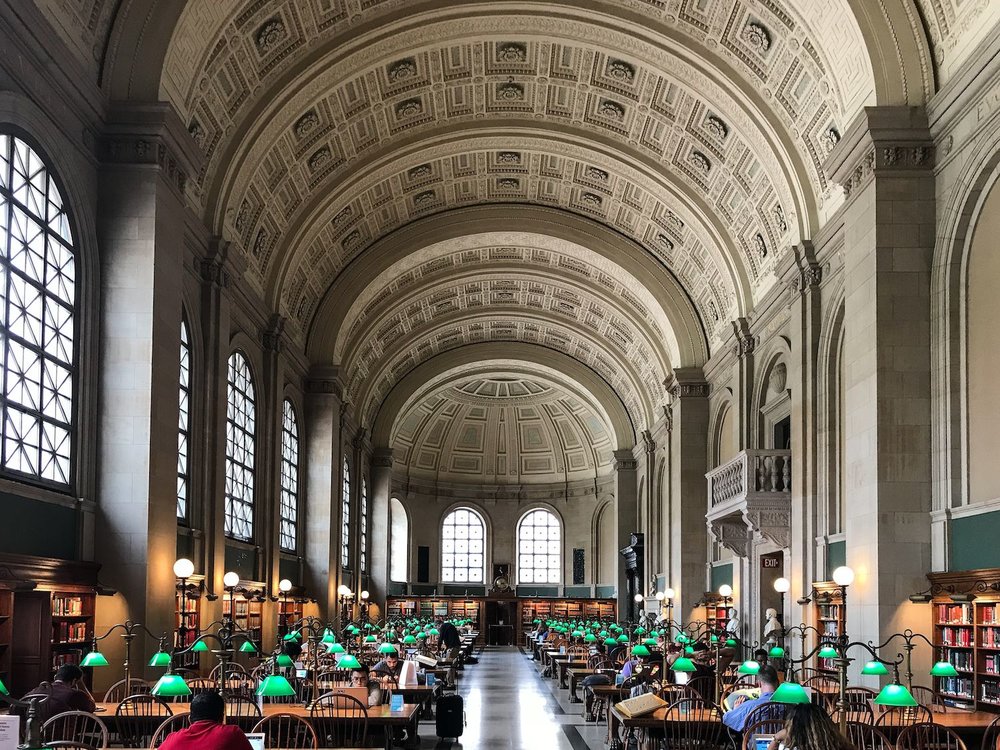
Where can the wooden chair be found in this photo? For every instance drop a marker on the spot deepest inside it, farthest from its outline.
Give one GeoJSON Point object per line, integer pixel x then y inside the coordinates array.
{"type": "Point", "coordinates": [76, 726]}
{"type": "Point", "coordinates": [139, 716]}
{"type": "Point", "coordinates": [928, 736]}
{"type": "Point", "coordinates": [765, 726]}
{"type": "Point", "coordinates": [904, 717]}
{"type": "Point", "coordinates": [118, 692]}
{"type": "Point", "coordinates": [173, 724]}
{"type": "Point", "coordinates": [682, 732]}
{"type": "Point", "coordinates": [287, 731]}
{"type": "Point", "coordinates": [867, 737]}
{"type": "Point", "coordinates": [340, 720]}
{"type": "Point", "coordinates": [241, 706]}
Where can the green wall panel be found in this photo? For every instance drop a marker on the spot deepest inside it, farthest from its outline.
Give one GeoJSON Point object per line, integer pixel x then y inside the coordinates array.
{"type": "Point", "coordinates": [31, 527]}
{"type": "Point", "coordinates": [973, 542]}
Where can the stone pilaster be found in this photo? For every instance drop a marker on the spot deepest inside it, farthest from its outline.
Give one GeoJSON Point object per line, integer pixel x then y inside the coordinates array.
{"type": "Point", "coordinates": [324, 394]}
{"type": "Point", "coordinates": [885, 165]}
{"type": "Point", "coordinates": [688, 464]}
{"type": "Point", "coordinates": [145, 160]}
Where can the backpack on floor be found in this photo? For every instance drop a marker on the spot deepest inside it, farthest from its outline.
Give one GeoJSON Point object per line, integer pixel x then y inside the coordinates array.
{"type": "Point", "coordinates": [450, 716]}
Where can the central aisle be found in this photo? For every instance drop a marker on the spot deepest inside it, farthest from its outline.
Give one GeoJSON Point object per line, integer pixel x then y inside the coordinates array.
{"type": "Point", "coordinates": [508, 705]}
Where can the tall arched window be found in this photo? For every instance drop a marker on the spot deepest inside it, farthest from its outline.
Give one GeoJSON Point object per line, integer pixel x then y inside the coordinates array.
{"type": "Point", "coordinates": [240, 448]}
{"type": "Point", "coordinates": [289, 509]}
{"type": "Point", "coordinates": [463, 541]}
{"type": "Point", "coordinates": [345, 517]}
{"type": "Point", "coordinates": [364, 525]}
{"type": "Point", "coordinates": [38, 305]}
{"type": "Point", "coordinates": [183, 424]}
{"type": "Point", "coordinates": [539, 548]}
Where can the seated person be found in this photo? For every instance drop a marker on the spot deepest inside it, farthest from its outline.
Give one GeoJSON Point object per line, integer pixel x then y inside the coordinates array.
{"type": "Point", "coordinates": [391, 663]}
{"type": "Point", "coordinates": [736, 718]}
{"type": "Point", "coordinates": [207, 732]}
{"type": "Point", "coordinates": [359, 678]}
{"type": "Point", "coordinates": [67, 692]}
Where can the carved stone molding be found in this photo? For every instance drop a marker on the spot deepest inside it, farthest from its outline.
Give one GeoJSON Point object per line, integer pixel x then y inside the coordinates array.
{"type": "Point", "coordinates": [732, 533]}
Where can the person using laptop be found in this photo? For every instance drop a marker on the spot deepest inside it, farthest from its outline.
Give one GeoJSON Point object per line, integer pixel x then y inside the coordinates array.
{"type": "Point", "coordinates": [207, 732]}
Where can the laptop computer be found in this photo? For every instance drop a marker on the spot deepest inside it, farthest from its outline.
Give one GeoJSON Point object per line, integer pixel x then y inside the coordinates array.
{"type": "Point", "coordinates": [360, 693]}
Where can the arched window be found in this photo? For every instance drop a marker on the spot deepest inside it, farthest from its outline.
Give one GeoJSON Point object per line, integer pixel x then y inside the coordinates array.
{"type": "Point", "coordinates": [345, 518]}
{"type": "Point", "coordinates": [364, 525]}
{"type": "Point", "coordinates": [539, 548]}
{"type": "Point", "coordinates": [289, 509]}
{"type": "Point", "coordinates": [183, 425]}
{"type": "Point", "coordinates": [463, 541]}
{"type": "Point", "coordinates": [240, 448]}
{"type": "Point", "coordinates": [38, 307]}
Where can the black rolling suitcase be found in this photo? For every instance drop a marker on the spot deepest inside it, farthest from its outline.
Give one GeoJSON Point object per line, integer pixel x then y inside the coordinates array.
{"type": "Point", "coordinates": [450, 716]}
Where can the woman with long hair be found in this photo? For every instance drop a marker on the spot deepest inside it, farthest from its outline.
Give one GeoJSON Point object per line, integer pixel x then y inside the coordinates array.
{"type": "Point", "coordinates": [808, 727]}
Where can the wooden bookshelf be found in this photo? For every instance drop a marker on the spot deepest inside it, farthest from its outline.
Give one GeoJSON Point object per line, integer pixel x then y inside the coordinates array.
{"type": "Point", "coordinates": [829, 612]}
{"type": "Point", "coordinates": [967, 635]}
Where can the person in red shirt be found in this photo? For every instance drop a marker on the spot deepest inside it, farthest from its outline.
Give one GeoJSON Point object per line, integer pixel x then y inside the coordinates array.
{"type": "Point", "coordinates": [207, 732]}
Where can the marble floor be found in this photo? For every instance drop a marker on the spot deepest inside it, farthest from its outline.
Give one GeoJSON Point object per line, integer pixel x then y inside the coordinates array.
{"type": "Point", "coordinates": [509, 705]}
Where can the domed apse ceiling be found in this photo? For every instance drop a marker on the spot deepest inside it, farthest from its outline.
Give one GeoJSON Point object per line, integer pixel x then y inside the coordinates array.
{"type": "Point", "coordinates": [502, 430]}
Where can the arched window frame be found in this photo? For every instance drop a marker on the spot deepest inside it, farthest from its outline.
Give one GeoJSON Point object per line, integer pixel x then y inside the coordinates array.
● ● ● ● ●
• [PROBLEM REQUIREMENTS]:
Copy the lines starting at the one containing "Where can the arched window frame" and ending at the last line, changing "marker" to "pin" and leaving everything else the same.

• [FINAL RESULT]:
Where can the arched window frame be found in this photo? For every instance drop a pin on the spot deepest inside it, farthest from its outline.
Give one GeoJSON Point object per line, integer pixel x then y inside the coordinates array.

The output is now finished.